**What the exercise asks:**
Repeat the following lines of data word for word, starting at the line that contains "Can you find the man's bare" and ending at the line that contains "point(436, 164)", with both of those lines included.

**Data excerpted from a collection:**
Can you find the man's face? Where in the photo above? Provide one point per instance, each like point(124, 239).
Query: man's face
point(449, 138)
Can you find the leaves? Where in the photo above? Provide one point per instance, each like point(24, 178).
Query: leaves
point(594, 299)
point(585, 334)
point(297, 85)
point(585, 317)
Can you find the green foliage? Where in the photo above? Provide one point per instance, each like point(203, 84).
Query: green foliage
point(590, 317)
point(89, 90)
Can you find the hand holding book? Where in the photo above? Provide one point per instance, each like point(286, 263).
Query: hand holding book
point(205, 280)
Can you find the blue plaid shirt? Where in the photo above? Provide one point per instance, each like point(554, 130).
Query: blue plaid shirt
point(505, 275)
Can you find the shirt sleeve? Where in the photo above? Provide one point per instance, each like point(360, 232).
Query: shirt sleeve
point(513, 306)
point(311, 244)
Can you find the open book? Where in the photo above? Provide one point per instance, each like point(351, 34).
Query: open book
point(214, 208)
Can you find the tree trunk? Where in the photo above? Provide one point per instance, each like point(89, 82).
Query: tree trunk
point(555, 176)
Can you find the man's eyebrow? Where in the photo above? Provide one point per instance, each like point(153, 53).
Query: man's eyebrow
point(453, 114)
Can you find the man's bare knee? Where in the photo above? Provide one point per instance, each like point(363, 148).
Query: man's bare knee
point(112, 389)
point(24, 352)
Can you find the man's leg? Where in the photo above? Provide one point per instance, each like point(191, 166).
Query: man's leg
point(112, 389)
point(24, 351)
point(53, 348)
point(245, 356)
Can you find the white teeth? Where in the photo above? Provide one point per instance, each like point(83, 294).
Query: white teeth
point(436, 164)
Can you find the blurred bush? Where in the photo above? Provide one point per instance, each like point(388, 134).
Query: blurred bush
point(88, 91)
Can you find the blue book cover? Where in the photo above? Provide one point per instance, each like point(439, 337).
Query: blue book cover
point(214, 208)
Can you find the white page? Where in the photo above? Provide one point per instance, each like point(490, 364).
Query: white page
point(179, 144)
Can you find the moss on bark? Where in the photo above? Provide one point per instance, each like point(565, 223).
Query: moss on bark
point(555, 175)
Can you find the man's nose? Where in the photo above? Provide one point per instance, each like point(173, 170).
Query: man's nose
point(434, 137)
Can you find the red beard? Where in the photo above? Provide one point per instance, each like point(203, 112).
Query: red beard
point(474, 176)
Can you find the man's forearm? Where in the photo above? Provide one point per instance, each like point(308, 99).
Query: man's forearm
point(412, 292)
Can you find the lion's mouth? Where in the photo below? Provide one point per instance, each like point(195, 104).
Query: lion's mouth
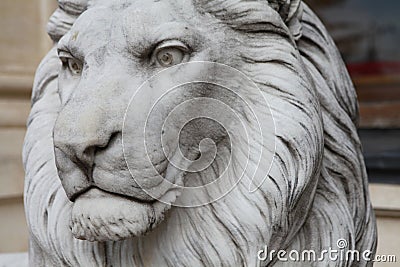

**Answer below:**
Can you find the man's bare knee? Where in the photo above? Provide one point per instance, each like point(363, 148).
Query: man's bare knee
point(112, 389)
point(24, 352)
Can you find the man's leg? Where in the photo above? Provide one point per instance, each like point(191, 166).
Query: man's leg
point(112, 389)
point(24, 351)
point(53, 348)
point(245, 356)
Can you find the white teeth? Where in the photo above? Provide one point per instance, each like point(83, 294).
Query: white teeth
point(436, 164)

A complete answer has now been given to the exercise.